Exercise directions
What you return must match the records exactly.

───── Data ─────

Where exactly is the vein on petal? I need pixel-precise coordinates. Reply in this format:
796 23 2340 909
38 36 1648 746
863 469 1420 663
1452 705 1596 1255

─────

Exercise response
Where exactly is the vein on petal? I need pixel-precise coordinates. Reply in this format:
796 23 2340 909
38 36 1648 746
863 469 1420 663
1452 705 1596 1255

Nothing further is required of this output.